** TASK REQUIREMENTS **
Copy every line of the material below word for word.

________________________

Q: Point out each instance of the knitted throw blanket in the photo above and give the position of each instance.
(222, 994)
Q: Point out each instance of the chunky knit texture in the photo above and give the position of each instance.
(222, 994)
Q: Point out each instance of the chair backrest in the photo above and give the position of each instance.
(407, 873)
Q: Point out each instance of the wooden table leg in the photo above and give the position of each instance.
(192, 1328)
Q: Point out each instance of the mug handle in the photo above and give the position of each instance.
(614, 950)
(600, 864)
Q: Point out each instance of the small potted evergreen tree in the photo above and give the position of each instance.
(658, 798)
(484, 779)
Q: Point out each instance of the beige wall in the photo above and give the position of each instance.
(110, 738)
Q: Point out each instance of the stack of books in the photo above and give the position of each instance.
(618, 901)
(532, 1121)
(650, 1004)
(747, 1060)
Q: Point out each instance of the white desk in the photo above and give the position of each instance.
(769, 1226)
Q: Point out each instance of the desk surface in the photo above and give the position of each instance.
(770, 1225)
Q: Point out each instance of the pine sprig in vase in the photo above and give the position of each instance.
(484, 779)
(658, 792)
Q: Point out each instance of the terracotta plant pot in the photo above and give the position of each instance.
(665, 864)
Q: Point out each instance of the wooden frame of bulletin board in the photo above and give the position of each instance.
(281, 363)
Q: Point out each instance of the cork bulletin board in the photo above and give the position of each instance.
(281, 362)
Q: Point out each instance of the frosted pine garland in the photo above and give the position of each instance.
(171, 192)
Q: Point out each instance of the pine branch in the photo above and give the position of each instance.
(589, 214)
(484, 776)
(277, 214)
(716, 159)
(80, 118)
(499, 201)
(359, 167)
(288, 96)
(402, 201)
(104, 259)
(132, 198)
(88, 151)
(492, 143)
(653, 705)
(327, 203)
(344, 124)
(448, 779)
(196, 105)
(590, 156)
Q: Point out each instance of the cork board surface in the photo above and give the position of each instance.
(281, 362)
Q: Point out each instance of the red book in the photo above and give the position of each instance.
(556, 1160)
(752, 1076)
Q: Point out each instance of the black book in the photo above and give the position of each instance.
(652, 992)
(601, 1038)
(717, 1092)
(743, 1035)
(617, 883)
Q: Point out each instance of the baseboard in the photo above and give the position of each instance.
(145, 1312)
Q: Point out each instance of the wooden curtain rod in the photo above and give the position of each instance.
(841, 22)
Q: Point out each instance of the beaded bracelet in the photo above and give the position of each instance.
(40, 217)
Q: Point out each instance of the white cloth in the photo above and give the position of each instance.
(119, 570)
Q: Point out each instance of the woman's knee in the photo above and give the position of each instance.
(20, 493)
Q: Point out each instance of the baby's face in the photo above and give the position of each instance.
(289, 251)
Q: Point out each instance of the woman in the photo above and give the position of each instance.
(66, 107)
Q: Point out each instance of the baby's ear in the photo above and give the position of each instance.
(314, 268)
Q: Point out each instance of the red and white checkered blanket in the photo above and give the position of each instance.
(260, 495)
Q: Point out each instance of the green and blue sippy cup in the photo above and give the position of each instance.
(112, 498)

________________________

** FINISHED TASK **
Q: Point out each instance of the knitted throw blanket in the photo above and give the position of each instance.
(222, 994)
Q: Point out each instance of the chunky knit texture in the photo above and give the position of each instance.
(222, 994)
Q: Point out each instance of the chair backrest in the photo above and give the position of each instance.
(407, 873)
Q: Point out each instance of the wooden table leg in the photo above and give the position of each instance.
(192, 1328)
Q: Point out each instance of the mug handle in the photo above and give the position of each instance.
(614, 950)
(600, 864)
Q: Point out each instance of the small potted evergreen tree in the photo above and give the position of each instance.
(658, 798)
(484, 779)
Q: Point out each instance of the beige wall in the photo above and give the position of each instance.
(110, 738)
Q: Point out each instance of the stack of books in the photo above and give the position of each instance.
(618, 901)
(532, 1121)
(650, 1004)
(747, 1060)
Q: Point out each instance of the white desk in the photo above and give the position of each instance.
(769, 1226)
Q: Point out each instance of the desk surface in the photo above and give the position of each instance.
(770, 1225)
Q: Point out each instance of the pine sprig in vase in the photo above and give the position of each instance.
(484, 779)
(658, 792)
Q: Point out each instance of the terracotta plant pot in the photo above and give the position of each instance.
(665, 864)
Q: Point out each instance of the wooden frame of bulletin board in the photo above and give the position of each instance.
(281, 363)
Q: Point out each instance of the cork bulletin board in the photo above and give the position of each instance.
(281, 362)
Q: Point out each instance of the frosted pine garland in the photo above and give the position of each instance.
(171, 192)
Q: Point out each instance of the pine branch in the photo above and give the position of each instance.
(589, 214)
(484, 776)
(277, 214)
(716, 159)
(80, 118)
(499, 201)
(359, 167)
(288, 96)
(402, 201)
(104, 259)
(132, 198)
(88, 151)
(492, 143)
(653, 705)
(327, 203)
(344, 124)
(448, 779)
(196, 105)
(590, 156)
Q: Point out each instance of the cork board surface in the photo above and give the position of each instance.
(281, 362)
Q: Point out each instance of the red book in the photo above and give the position of each instance.
(556, 1160)
(752, 1076)
Q: Point out each instance of the black book in the photo above and give the position of each instance.
(652, 992)
(601, 1038)
(717, 1092)
(743, 1035)
(617, 883)
Q: Point out each instance of the baseboard in the photo above and give the position of each instance.
(145, 1312)
Q: Point out each instance of the wooden curtain rod in the photo above and give the position of each instance.
(841, 22)
Q: Point out each instance of the beaded bracelet in the photo above and give the position of each instance.
(40, 217)
Q: Point out each instance of the white cloth in the photo above and give the position of each instance.
(119, 570)
Q: Point out each instance of the woman's knee in the photo above and give the position of each instance.
(20, 493)
Q: Point out each instance of the baby's face in the photo above and give the position of each instance.
(289, 251)
Q: Point out each instance of the woman in the photo above and give the position of each instance.
(66, 107)
Q: Point out each instance of the baby's ear in the photo above and give the position of each instance.
(314, 268)
Q: Point out each instance of the red and white checkered blanket in the photo above and give the position of each instance.
(260, 495)
Q: Point out each instance of the green and blue sippy cup in the photo above and give the position of each instance.
(112, 498)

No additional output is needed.